* [Provided information]:
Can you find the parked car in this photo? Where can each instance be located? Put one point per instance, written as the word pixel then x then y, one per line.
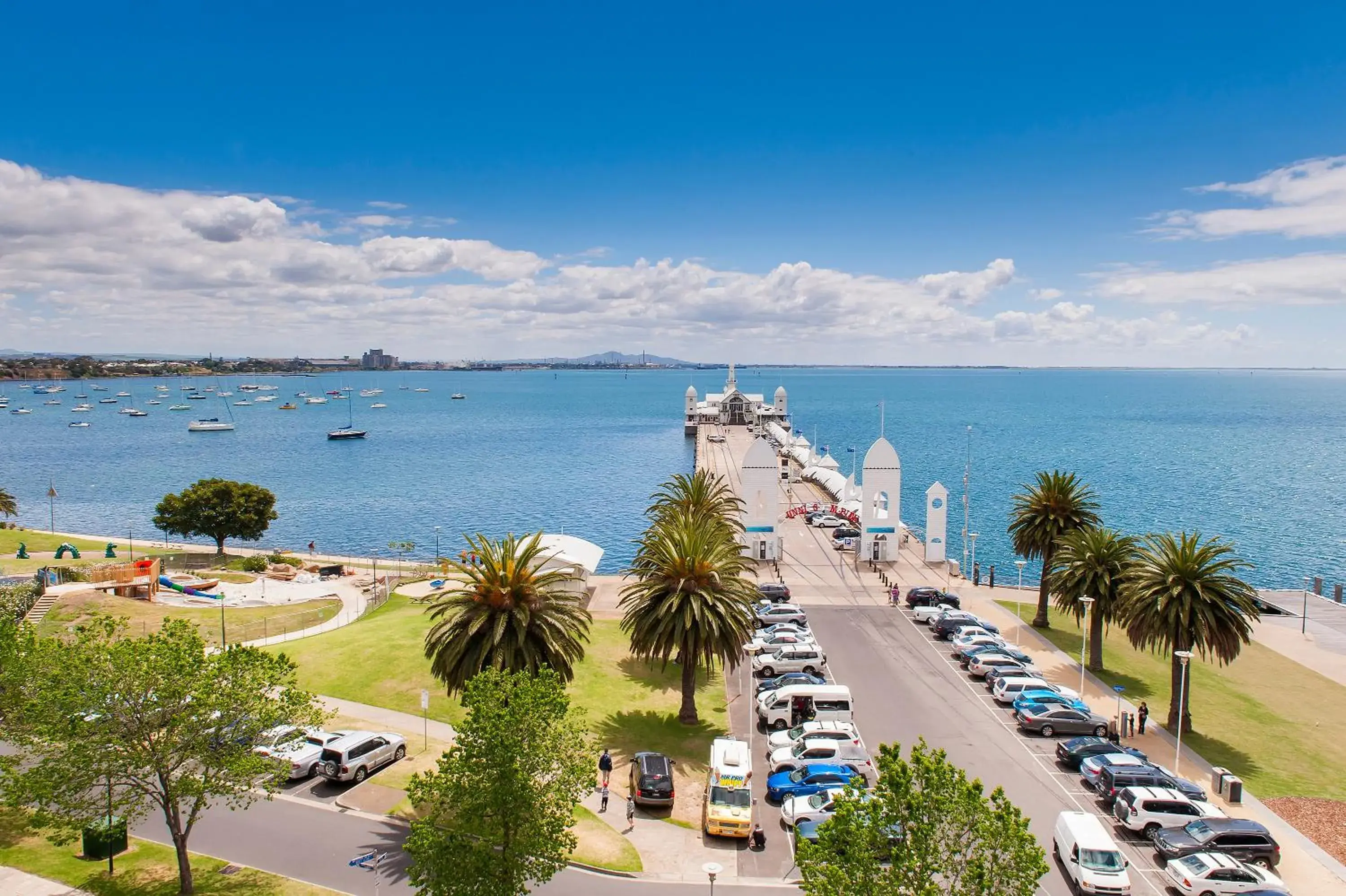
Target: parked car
pixel 652 779
pixel 791 679
pixel 807 658
pixel 1062 720
pixel 926 596
pixel 811 779
pixel 791 736
pixel 302 748
pixel 1075 751
pixel 1149 809
pixel 1216 875
pixel 1243 839
pixel 358 754
pixel 769 615
pixel 1042 697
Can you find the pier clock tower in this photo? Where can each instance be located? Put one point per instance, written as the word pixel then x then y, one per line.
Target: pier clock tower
pixel 881 504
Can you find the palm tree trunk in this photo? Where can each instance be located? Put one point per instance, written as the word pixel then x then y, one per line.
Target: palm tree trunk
pixel 687 715
pixel 1096 642
pixel 1041 621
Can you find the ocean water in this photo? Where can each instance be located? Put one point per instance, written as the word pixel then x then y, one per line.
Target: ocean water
pixel 1255 457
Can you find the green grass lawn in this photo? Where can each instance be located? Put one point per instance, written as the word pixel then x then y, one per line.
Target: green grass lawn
pixel 1274 723
pixel 146 870
pixel 380 661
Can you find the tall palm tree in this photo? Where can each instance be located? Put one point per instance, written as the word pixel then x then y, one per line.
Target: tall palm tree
pixel 688 600
pixel 703 494
pixel 1092 563
pixel 503 611
pixel 1184 594
pixel 1044 512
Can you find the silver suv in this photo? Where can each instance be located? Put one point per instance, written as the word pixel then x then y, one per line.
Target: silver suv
pixel 357 754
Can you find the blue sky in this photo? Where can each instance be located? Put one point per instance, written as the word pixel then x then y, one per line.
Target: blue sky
pixel 869 142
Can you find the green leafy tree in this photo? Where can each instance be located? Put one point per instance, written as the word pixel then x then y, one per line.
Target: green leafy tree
pixel 688 600
pixel 1056 504
pixel 1185 594
pixel 924 831
pixel 494 816
pixel 219 509
pixel 1092 563
pixel 151 724
pixel 501 610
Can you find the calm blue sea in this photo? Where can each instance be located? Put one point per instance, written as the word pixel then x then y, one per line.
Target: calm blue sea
pixel 1254 457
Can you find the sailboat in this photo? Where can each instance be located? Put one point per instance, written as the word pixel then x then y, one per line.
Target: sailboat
pixel 349 430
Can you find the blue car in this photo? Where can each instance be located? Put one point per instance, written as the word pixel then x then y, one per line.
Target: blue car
pixel 1029 699
pixel 789 679
pixel 809 779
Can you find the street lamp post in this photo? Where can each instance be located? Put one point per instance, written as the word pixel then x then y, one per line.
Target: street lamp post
pixel 1084 642
pixel 1185 657
pixel 1018 602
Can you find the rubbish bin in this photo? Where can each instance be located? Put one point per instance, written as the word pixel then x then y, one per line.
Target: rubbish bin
pixel 103 840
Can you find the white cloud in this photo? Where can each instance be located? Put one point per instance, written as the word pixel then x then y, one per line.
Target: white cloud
pixel 1294 280
pixel 1303 200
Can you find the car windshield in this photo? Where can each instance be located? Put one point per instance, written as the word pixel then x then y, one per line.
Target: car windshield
pixel 1101 860
pixel 734 797
pixel 1200 831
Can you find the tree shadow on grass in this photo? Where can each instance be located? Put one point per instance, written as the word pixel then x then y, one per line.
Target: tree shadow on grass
pixel 634 731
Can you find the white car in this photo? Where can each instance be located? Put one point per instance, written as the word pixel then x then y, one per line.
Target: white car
pixel 302 748
pixel 789 738
pixel 1217 874
pixel 928 614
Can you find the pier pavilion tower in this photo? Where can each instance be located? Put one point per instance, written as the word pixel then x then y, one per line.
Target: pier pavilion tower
pixel 761 501
pixel 881 502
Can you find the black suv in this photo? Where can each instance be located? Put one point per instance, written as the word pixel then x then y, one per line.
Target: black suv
pixel 925 596
pixel 1243 839
pixel 652 779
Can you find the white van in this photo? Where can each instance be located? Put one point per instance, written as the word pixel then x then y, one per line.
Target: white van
pixel 1093 861
pixel 797 704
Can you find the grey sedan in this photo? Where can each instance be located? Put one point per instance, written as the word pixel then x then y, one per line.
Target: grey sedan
pixel 1061 720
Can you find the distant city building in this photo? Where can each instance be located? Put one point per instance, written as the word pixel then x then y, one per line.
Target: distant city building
pixel 376 360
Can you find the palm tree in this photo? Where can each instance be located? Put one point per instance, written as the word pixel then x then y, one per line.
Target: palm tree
pixel 1042 513
pixel 1092 563
pixel 688 600
pixel 503 611
pixel 1184 594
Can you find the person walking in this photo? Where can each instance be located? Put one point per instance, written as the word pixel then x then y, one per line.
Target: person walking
pixel 605 766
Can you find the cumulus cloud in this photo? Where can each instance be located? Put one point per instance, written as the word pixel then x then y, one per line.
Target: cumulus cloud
pixel 1303 200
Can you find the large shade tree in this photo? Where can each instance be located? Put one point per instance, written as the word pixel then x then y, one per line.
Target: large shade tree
pixel 1186 595
pixel 688 600
pixel 503 610
pixel 1044 512
pixel 1092 563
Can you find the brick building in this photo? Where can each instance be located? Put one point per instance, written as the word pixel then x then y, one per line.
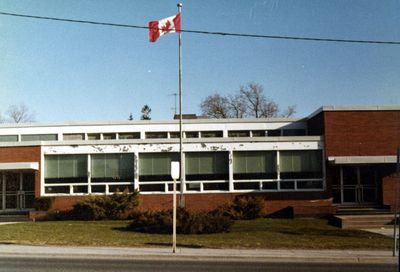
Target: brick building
pixel 336 156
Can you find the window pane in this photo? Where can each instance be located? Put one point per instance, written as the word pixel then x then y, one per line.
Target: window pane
pixel 74 137
pixel 133 135
pixel 116 167
pixel 246 186
pixel 57 190
pixel 310 184
pixel 8 138
pixel 65 166
pixel 206 165
pixel 254 164
pixel 94 136
pixel 192 134
pixel 156 135
pixel 39 137
pixel 211 134
pixel 301 164
pixel 239 133
pixel 156 166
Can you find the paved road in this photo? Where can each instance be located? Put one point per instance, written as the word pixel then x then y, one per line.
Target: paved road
pixel 31 264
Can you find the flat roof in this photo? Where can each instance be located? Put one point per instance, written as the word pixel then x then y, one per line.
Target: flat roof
pixel 155 122
pixel 355 108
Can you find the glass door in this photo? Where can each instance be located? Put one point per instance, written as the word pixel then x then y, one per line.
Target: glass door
pixel 11 186
pixel 358 185
pixel 17 190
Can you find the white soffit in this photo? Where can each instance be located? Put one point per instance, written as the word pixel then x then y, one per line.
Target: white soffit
pixel 362 159
pixel 19 166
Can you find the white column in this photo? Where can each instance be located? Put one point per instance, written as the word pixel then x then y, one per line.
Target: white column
pixel 230 166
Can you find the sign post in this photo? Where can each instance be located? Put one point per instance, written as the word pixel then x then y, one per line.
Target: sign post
pixel 175 169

* [Assigned task]: Please set the data above down exactly, with the pictures removed.

* [Written response]:
Can you find the parked car in this photo? Where can each instance be located? Put one point per instance, written as the word pixel then x then y, one per line.
Target: parked car
pixel 652 779
pixel 791 679
pixel 807 658
pixel 1062 720
pixel 926 596
pixel 811 779
pixel 791 736
pixel 302 748
pixel 1075 751
pixel 1149 809
pixel 1216 875
pixel 1243 839
pixel 358 754
pixel 769 615
pixel 1042 697
Can you find the pier clock tower in this photo? Where can each instance be located? Put one point per instance, written as the word pixel then x then y, one per line.
Target: pier clock tower
pixel 881 504
Can you find the palm tree trunk in this photo? Where can each instance be located? Put one point per instance, written as the word pixel then x then y, one per line.
Target: palm tree trunk
pixel 687 715
pixel 1096 642
pixel 1041 621
Can you find the ocean water in this photo? Where can each instance be located? Put one point per instance, written as the word pixel then x then y, one per line.
Target: ocean water
pixel 1255 457
Can you find the green grass lawn in this photo? Where can each instance be located? Put one point per instance, written as the word pixel then x then y, one per line.
Target: green grass lawn
pixel 1274 723
pixel 146 870
pixel 380 661
Can you find the tall palm tree in this photo? Where can each instance be located? Put one point per instance, written as the word pixel then x then y, one per line.
Target: tall palm tree
pixel 688 600
pixel 703 494
pixel 1092 563
pixel 503 611
pixel 1184 594
pixel 1044 512
Can you find the silver suv in this photo? Where can each instance be located? Put one point per instance, written as the word pixel then x then y, one per line.
Target: silver suv
pixel 357 754
Can you find the blue sky in this photo? Where can each instance be located? Put one point per instance, written as the word pixel then x then y, one per line.
Target: blue sky
pixel 869 142
Can you find the green leafy tree in this photo? Where can each instance be located? Put one point per instance, written as the word pixel then x then y, one per line.
Target: green leafy tree
pixel 688 600
pixel 1056 504
pixel 1185 594
pixel 924 831
pixel 494 816
pixel 219 509
pixel 1092 563
pixel 151 724
pixel 501 610
Can you find the calm blue sea in this photo? Where can each instance be located? Put one point per instance, written as the word pixel then x then y, one per line.
Target: calm blue sea
pixel 1254 457
Can you find the sailboat in this photo? Where can each instance be located? Put one point per instance, written as the word pixel then x then y, one per line.
Target: sailboat
pixel 349 430
Can you find the blue car in this photo? Where can each instance be located? Put one point per instance, written as the word pixel then x then y, one per line.
Target: blue car
pixel 1029 699
pixel 789 679
pixel 809 779
Can you find the street lamp post in this photo? Where can each instance be located? Put one point per instance, written as the word pixel then x then y, one per line.
Target: street lamp post
pixel 1084 642
pixel 1185 657
pixel 1018 602
Can you find the rubbish bin in this photo? Where can each instance be located? Put one point per instance, written as the word pixel then x then y, one per line.
Target: rubbish bin
pixel 103 840
Can you find the white cloud in this photo? Where can each instance be located? Put one point per instance, written as the word pixel then x then y, one per line.
Target: white cloud
pixel 1294 280
pixel 1303 200
Can you find the car windshield in this photo? Where can each instance be located? Put one point per instance, written as the word pixel then x then y, one per line.
Target: car windshield
pixel 1101 860
pixel 734 797
pixel 1200 831
Can you find the tree shadow on grass in this photo? Where can each instance be located? Put one point per instance, written as the word pixel then x then y, one per line.
Target: tree shadow on grass
pixel 634 731
Can you find the white car in this photo? Where can each instance be located? Put one point per instance, written as the word pixel then x then y, one per line.
Target: white car
pixel 302 748
pixel 789 738
pixel 1217 874
pixel 928 614
Can you find the pier pavilion tower in this photo? Where can each instance be located? Put one point per instance, written as the word pixel then x then y, one per line.
Target: pier pavilion tower
pixel 761 501
pixel 881 502
Can you find the black suv in this photo? Where can each instance be located? Put one point per instance, written as the word pixel then x then y, one per line.
Target: black suv
pixel 925 596
pixel 1243 839
pixel 652 779
Can you find the white van in this photo? Where can each instance be located? Put one point per instance, written as the word pixel then x then y, one per line.
Target: white van
pixel 1093 861
pixel 797 704
Can you find the grey sedan in this photo? Where can each instance be located? Put one point per instance, written as the word pixel then x then y, one per line.
Target: grey sedan
pixel 1061 720
Can you find the distant city building in this photo? Where can each instance be located? Put one point per instance, written as the word pixel then x then y, one per line.
Target: distant city building
pixel 376 360
Can you find the palm tree in this photo? Where can each instance be located? Put one point per instance, written as the word pixel then x then y, one per line.
Target: palm tree
pixel 1042 513
pixel 1092 563
pixel 688 600
pixel 503 611
pixel 1184 594
Can you find the person walking in this photo? Where can each instance be located? Put one point per instance, written as the word pixel then x then y, one per line.
Target: person walking
pixel 605 766
Can you find the cumulus cloud in this photo? Where can each instance be located? Put one point per instance, written as the word pixel then x then y, one per line.
Target: cumulus cloud
pixel 1303 200
Can you find the large shade tree in this photo? Where can each instance be located? Put one point per instance, written as the word pixel then x then y, one per line.
Target: large shade tree
pixel 1186 595
pixel 688 600
pixel 503 610
pixel 1044 512
pixel 1092 563
Can you find the brick building in this photo? Where can each instance be located? Put one point per instance, written as the word pixel then x then y, one per line.
Target: brick building
pixel 336 156
Can you find the window pane in this photo? Where can each instance be located? Put one point per instance, written as the word pixel then x then y, one per line.
Target: window pane
pixel 74 137
pixel 133 135
pixel 116 167
pixel 246 186
pixel 57 190
pixel 310 184
pixel 8 138
pixel 65 166
pixel 206 165
pixel 254 164
pixel 94 136
pixel 192 134
pixel 156 135
pixel 39 137
pixel 211 134
pixel 301 164
pixel 239 133
pixel 156 166
Can you find the paved road in this photo? Where can each instance be located? Put one point per instance, written as the word pixel then x then y, one per line.
Target: paved road
pixel 31 264
Can you find the flat roof in this photo? Where can each instance be located? Put one point per instance, written as the word pixel then x then y, one per line.
Target: flat roof
pixel 155 122
pixel 355 108
Can you find the glass door in this photo? Where can each instance be located? Put one point per instance, written as the word pixel then x then y, one per line.
Target: glass door
pixel 11 186
pixel 358 185
pixel 17 190
Can you find the white soffit in this photo? Where can each instance be located? Put one point per instance, written as the word pixel then x then y, one per line.
Target: white soffit
pixel 362 159
pixel 19 166
Can you find the white column in this photo? Where can each instance be located? Put one point per instance, written as the word pixel then x then y, one per line.
Target: white column
pixel 230 166
Can you find the sign post in this photo? Where can each instance be located? Put one point per instance, written as the word pixel then x then y, one per line.
Target: sign post
pixel 175 169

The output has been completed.